## start RECORDS FOR PROCESSING

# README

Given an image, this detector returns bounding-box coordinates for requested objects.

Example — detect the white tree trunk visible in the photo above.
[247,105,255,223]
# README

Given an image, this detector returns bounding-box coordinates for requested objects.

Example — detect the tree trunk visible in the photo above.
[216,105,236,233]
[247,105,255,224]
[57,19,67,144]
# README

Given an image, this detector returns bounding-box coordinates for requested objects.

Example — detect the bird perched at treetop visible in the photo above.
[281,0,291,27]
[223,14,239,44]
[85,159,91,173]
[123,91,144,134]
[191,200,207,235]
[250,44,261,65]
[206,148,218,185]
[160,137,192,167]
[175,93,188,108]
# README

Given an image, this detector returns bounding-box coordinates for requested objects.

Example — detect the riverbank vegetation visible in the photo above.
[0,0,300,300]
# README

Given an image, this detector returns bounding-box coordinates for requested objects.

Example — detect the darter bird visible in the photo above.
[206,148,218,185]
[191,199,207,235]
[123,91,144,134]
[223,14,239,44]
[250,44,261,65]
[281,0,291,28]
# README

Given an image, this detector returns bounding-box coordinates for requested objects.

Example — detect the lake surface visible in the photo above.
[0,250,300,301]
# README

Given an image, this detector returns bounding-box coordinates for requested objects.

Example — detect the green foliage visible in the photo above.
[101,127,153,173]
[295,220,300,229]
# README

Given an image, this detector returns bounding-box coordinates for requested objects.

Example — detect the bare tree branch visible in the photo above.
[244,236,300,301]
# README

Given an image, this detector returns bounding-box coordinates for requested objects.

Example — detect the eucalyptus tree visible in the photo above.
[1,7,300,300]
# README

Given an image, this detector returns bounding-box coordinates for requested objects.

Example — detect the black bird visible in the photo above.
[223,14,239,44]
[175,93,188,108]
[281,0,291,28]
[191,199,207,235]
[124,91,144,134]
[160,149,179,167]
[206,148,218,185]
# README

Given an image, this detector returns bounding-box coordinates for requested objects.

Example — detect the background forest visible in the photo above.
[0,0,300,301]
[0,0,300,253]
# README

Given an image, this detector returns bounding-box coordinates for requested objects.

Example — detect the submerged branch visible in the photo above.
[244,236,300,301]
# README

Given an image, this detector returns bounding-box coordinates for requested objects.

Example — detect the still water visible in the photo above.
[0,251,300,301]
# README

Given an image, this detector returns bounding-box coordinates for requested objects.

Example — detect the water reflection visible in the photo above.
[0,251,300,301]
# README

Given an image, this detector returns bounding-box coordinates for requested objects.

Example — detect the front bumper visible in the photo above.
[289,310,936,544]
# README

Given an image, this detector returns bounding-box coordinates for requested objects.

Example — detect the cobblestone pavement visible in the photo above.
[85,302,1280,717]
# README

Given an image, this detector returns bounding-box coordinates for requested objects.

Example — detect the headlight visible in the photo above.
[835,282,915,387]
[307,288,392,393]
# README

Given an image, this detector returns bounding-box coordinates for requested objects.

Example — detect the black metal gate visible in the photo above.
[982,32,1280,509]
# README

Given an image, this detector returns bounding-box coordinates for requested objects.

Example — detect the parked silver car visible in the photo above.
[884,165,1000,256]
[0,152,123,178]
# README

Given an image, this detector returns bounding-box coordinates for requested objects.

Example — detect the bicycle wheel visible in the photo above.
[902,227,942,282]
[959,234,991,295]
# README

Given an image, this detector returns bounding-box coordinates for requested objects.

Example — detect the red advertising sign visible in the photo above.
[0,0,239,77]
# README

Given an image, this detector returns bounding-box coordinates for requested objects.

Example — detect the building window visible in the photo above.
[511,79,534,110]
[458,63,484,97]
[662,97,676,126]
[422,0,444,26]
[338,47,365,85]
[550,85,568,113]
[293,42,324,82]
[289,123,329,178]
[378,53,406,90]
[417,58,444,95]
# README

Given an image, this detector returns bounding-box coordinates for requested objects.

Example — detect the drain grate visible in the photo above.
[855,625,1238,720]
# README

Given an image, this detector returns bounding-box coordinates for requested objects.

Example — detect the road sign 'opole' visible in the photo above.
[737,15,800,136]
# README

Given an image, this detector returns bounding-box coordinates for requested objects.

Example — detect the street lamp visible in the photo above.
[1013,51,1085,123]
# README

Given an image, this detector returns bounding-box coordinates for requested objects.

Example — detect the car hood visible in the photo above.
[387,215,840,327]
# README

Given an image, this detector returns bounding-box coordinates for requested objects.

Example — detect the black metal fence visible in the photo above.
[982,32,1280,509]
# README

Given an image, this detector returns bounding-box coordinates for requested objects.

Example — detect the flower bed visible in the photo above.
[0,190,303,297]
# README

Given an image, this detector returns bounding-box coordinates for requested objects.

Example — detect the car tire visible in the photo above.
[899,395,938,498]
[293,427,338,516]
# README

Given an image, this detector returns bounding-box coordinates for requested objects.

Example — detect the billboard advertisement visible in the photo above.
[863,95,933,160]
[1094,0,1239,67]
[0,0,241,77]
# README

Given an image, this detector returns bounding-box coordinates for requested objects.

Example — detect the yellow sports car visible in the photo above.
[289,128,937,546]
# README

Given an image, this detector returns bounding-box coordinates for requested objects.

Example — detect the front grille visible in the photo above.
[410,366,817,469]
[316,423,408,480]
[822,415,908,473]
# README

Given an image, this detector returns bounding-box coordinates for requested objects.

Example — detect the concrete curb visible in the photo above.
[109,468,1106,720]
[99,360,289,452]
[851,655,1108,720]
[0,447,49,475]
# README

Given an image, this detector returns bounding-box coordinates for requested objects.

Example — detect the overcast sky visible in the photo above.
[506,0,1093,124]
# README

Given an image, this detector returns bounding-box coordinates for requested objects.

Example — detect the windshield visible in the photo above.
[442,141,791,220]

## end RECORDS FOR PROCESSING

→ **WHAT IS NEEDED**
Could you edit the rows above so that every "detector" becomes "tool", with nothing else changed?

→ **FINAL RESULT**
# README

Given an image, this tool returns bounding-box coordinates for requested objects.

Example — detect the white tree trunk visible in the photo above.
[247,105,255,223]
# README

Given an image, this tool returns bounding-box coordinates for requested objects.

Example — detect the tree trunk visible in the photo above.
[216,105,236,233]
[247,105,255,224]
[57,19,67,144]
# README

Given an image, this tool returns bounding-box coordinates for requested objects.

Example — detect the bird perched at treetop visible in the photo above.
[281,0,291,27]
[223,14,239,44]
[85,159,91,173]
[123,91,144,134]
[191,200,207,235]
[250,44,261,65]
[206,148,218,185]
[160,137,192,167]
[175,93,188,108]
# README

Given an image, this tool returns bounding-box coordinates for requested objects.

Example — detect the riverbank vegetation visible in the photo above.
[0,0,300,300]
# README

Given an image, this tool returns bounding-box coordinates for requested objects.

Example — detect the darter bird visible in the photo above.
[206,148,218,185]
[191,199,207,235]
[123,91,144,134]
[223,14,239,44]
[250,44,261,65]
[281,0,291,28]
# README

Given an image, this tool returns bounding-box coordinates for requested objects.

Example — detect the lake surface visible in the photo above.
[0,250,300,301]
# README

Given an image, this tool returns bounding-box coordinates for requested objects.

Example — detect the green foliage visible in the photo above.
[101,127,153,173]
[295,220,300,229]
# README

Given an image, this tool returns bounding-box coordinates for requested objects.

Example — detect the bare tree branch visible in the photo above.
[244,236,300,301]
# README

Given an image, this tool returns bounding-box coordinates for requested objects.

Example — detect the eucalyptus tree visible in the photo above.
[1,7,300,300]
# README

Given an image, this tool returns bounding-box coordinates for requested objects.

Example — detect the black bird visible in the photo above.
[223,14,239,44]
[175,93,188,108]
[281,0,291,28]
[191,199,207,235]
[124,91,144,134]
[160,149,179,167]
[206,148,218,185]
# README

Given an image, this tool returns bounding-box coordinates for requested objects.

Example — detect the background forest visible in the photo above.
[0,0,300,301]
[0,0,300,253]
# README

Given an image, this tool returns bounding-box coordinates for requested objects.

Example — detect the submerged branch visible in the photo above.
[244,236,300,301]
# README

Given an image, this tool returns bounding-box coordinates for requested objects.

Example — detect the still water visible in the photo above.
[0,251,300,301]
# README

Given an image, this tool returns bounding-box coordinates for requested objects.

Example — detect the water reflection visible in the photo above.
[0,251,300,301]
# README

Given an image, this tool returns bounding-box coordinates for requested objects.

Example — detect the front bumper visible in the photo above.
[289,310,936,544]
# README

Given an image, this tool returns bounding-box coordinates for requested objects.

Example — detect the cobblestone pavement visible in the photo above.
[85,302,1280,717]
# README

Given an image, this tool returns bounding-box coordinates for requested objects.

Example — detect the headlight visible in the photo above.
[835,282,915,387]
[307,288,392,393]
# README

Given an image, this tool returns bounding-box coordinates for requested objects.

Example — detect the black metal gate visible in the photo above.
[982,32,1280,509]
# README

Given an image, this tool returns bounding-box coordinates for requested objects.

Example — detect the parked silver car visible in the photo above.
[884,165,1000,256]
[0,152,123,178]
# README

Given an image, this tool returns bounding-box coordinates for requested objects.

Example — detect the bicycle wheel visible in the photo above.
[902,227,942,282]
[959,234,991,295]
# README

Given an image, this tool returns bounding-box coordinates for requested objects.

Example — detect the red advertising sign visible in the photo above.
[0,0,239,77]
# README

Given an image, this tool returns bounding-box coordinates for requested objects.

Example — detect the building window visible in the photo above.
[511,79,534,110]
[458,63,484,97]
[662,97,676,126]
[422,0,444,26]
[338,47,365,85]
[550,85,568,113]
[293,42,324,82]
[289,123,329,178]
[378,53,406,90]
[417,58,444,95]
# README

Given an image, this tool returns bounding-box coordinates for requested objects.

Example — detect the drain grate visible in the photo above.
[855,625,1238,720]
# README

Given an image, this tool returns bounding-box coordinates for requested objects.

Example — detect the road sign 'opole' visible in the photo above.
[737,15,800,136]
# README

Given an image, this tool returns bounding-box coordinates for requested objects.

Example — detect the street lamp visible in the photo above.
[1013,51,1085,123]
# README

Given an image, this tool returns bounding-box coordinates for requested objects.

Example — detect the car hood visible in the photo above.
[387,215,840,327]
# README

Given an image, this tool returns bounding-box coordinates for requested objects.

Example — detect the black metal fence visible in the photo above.
[982,32,1280,509]
# README

Given an image, this tool returns bounding-box coordinates for requested objects.

Example — detect the flower bed visible in the photo above.
[0,190,303,297]
# README

Given an image, this tool returns bounding-box coordinates for requested objects.

Example — detect the car tire visible in the photo above.
[899,395,938,498]
[293,427,338,516]
# README

Given an image, this tool returns bounding-box coordinates for requested objects.

Example — detect the billboard advertisement visible in the photo above.
[863,95,933,160]
[1094,0,1239,67]
[0,0,241,77]
# README

Given an image, this tool returns bounding-box coordinates for requested objects.

Example — detect the yellow sports car visible in the photo above.
[289,128,937,546]
# README

Given an image, this tool returns bounding-box coordinates for requested objects.

Example — detect the front grille visible in the photo above.
[410,366,817,469]
[316,423,408,480]
[822,415,908,473]
# README

Given an image, this tool returns bounding-box coordinates for requested objects.

Example — detect the concrete curb visible in the photo above.
[109,468,1106,720]
[99,360,289,452]
[851,655,1108,720]
[0,447,49,475]
# README

Given an image, this tool returns bounding-box coordinates for requested objects.

Example — detect the overcast sky visible in the photo above.
[506,0,1093,124]
# README

Given an image, this tool returns bounding-box coordinates for requested objects.

Example — detect the windshield visible in the photo above.
[442,141,791,220]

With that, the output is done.